AVAILABLE DATA START

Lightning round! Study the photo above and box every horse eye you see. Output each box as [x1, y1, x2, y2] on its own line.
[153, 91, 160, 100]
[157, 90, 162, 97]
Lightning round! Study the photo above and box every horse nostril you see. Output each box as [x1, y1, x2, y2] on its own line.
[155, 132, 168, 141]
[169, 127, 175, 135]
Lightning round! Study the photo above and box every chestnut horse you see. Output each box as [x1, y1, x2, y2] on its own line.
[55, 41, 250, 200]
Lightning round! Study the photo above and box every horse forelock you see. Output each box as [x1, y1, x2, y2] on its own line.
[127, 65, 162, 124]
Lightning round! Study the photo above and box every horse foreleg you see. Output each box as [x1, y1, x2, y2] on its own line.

AVAILABLE DATA END
AVAILABLE DATA START

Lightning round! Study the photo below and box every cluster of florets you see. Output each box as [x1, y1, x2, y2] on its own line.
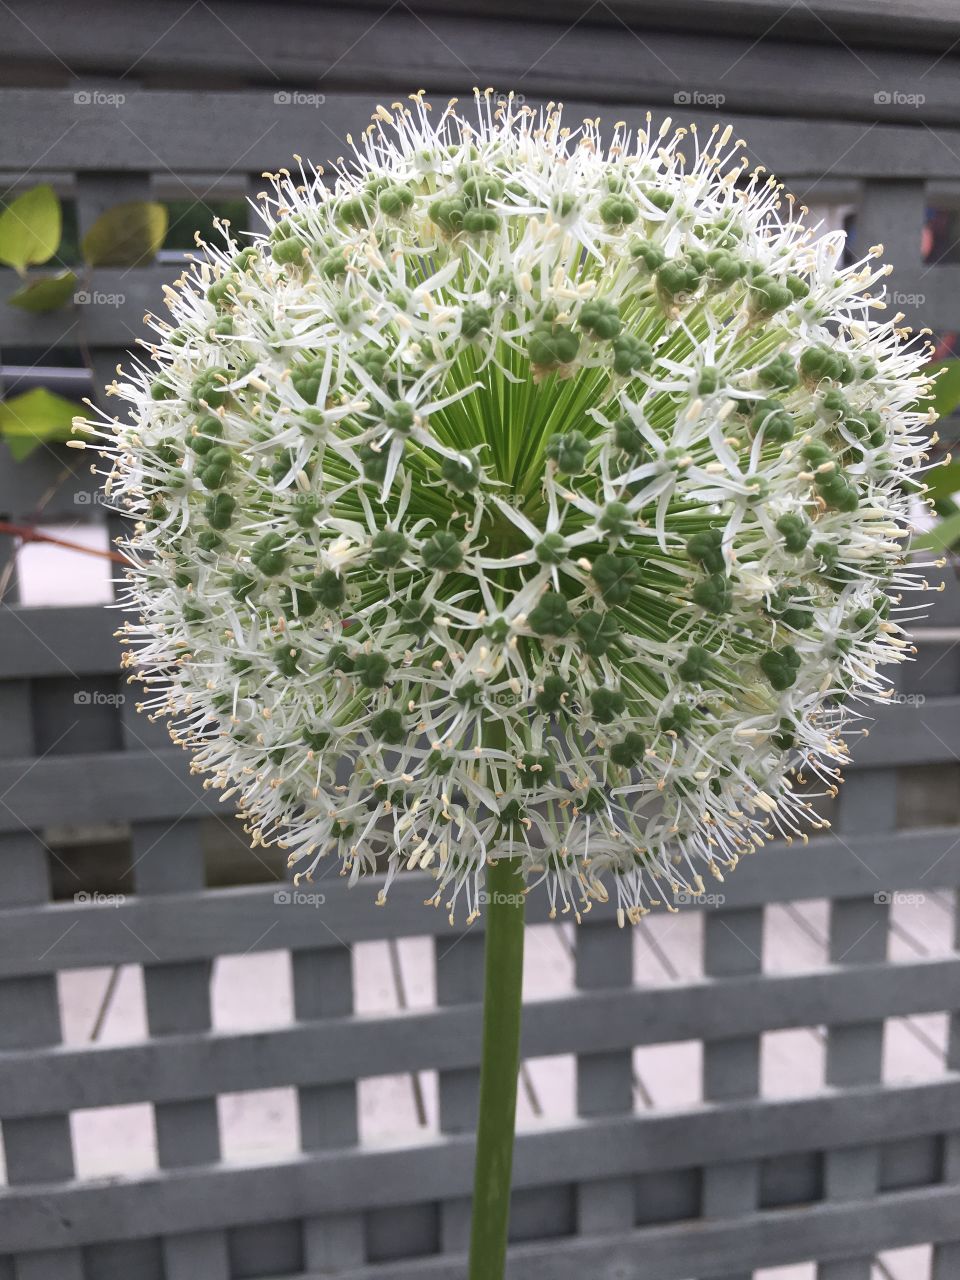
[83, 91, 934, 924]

AVAILABLE DATA END
AVAILABLE DATA START

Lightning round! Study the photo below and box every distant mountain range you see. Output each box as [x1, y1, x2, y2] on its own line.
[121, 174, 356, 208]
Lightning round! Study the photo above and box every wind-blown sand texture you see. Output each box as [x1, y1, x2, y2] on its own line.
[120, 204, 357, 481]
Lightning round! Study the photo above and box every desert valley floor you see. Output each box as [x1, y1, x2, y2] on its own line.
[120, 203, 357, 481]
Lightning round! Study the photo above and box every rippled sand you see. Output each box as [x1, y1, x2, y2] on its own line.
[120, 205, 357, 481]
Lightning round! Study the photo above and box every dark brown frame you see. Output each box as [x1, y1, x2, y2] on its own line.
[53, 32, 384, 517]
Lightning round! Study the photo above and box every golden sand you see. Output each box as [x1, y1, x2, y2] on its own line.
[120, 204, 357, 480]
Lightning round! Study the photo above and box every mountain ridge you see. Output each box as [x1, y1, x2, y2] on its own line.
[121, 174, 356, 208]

AVAILABLE DATA END

- WORK INSTRUCTIONS
From the records above, copy out the line with "Lightning round! Study the photo above and box every horse eye", the line with "every horse foreleg", and every line between them, word for word.

- SOLUTION
Lightning round! Study the photo above and box every horse eye you see. Output each box as [x1, y1, x2, y2] on its own line.
[153, 91, 160, 100]
[157, 90, 162, 97]
Lightning round! Study the photo above and box every horse nostril you see. Output each box as [x1, y1, x2, y2] on its own line.
[155, 132, 168, 141]
[169, 127, 175, 135]
Lightning round! Study the photo above and box every chestnut horse you see. Output each box as [x1, y1, x2, y2] on its own line.
[55, 41, 250, 200]
Lightning round! Study the photo above and box every horse forelock you see. Output each box as [x1, y1, x2, y2] on its own line.
[127, 65, 162, 124]
Lightning round! Study the photo above and box every horse foreleg you see. Output each box as [x1, y1, x2, y2] on its own line.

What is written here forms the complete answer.